Task instructions: What is needed is an exact copy of the entries below, from the line that contains "Where in this photo can the black" through the final line, both included, and nothing else.

Begin Extracted records

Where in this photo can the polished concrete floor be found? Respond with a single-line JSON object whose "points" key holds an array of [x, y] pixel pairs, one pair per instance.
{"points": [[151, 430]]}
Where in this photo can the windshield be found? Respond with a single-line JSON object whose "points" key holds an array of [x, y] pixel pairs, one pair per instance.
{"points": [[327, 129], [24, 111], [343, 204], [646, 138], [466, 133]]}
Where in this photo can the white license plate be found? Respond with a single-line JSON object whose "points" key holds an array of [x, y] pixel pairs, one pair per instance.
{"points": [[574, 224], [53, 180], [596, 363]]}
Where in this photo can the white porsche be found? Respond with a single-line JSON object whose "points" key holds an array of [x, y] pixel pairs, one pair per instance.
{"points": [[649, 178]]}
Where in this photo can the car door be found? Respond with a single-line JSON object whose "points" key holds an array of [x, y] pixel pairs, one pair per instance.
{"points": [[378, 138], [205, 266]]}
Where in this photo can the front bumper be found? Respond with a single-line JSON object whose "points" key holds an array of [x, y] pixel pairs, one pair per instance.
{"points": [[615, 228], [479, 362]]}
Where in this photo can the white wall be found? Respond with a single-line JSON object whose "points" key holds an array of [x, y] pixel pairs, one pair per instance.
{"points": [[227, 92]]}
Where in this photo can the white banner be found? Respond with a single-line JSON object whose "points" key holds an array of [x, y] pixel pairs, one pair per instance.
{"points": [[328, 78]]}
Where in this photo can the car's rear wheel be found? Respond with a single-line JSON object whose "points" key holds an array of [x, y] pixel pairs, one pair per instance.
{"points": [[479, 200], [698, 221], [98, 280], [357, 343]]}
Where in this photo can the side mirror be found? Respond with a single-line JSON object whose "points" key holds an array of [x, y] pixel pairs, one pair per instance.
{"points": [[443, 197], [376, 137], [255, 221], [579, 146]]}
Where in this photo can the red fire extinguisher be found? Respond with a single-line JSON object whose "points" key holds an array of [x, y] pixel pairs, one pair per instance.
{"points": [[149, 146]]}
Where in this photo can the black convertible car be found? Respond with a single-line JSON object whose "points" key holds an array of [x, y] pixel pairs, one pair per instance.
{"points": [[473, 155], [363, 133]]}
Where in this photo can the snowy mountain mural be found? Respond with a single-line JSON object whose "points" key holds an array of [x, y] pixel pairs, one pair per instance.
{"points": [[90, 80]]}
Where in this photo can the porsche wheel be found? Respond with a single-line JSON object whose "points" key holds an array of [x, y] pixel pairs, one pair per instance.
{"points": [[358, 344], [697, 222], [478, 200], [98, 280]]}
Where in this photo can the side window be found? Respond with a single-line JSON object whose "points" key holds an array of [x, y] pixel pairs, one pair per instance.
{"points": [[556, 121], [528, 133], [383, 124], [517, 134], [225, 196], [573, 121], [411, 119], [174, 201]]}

End Extracted records

Output for this task:
Where in this photo can the black convertible car be found? Respond with a single-line JSON object whose "points" key holds an array of [x, y] pixel pairs, one pair per instance.
{"points": [[473, 155], [363, 133]]}
Where in this photo can the snowy mountain mural be found? Respond with a single-line JSON object whose "points" key holds an array of [x, y] pixel pairs, one pair per instance.
{"points": [[90, 80]]}
Where in this photo can the porsche wheel be found? Respond with a single-line JSON object whose "points" key holds an array of [x, y] pixel pairs, one pair per instance.
{"points": [[358, 344], [697, 222], [478, 200], [98, 280]]}
Where in this photo can the side window be found? Respond with a single-line JSON object whose "points" key holds an array of [x, y] pixel pairs, one pair per instance.
{"points": [[556, 121], [528, 133], [383, 124], [517, 134], [225, 196], [573, 121], [411, 119], [174, 201]]}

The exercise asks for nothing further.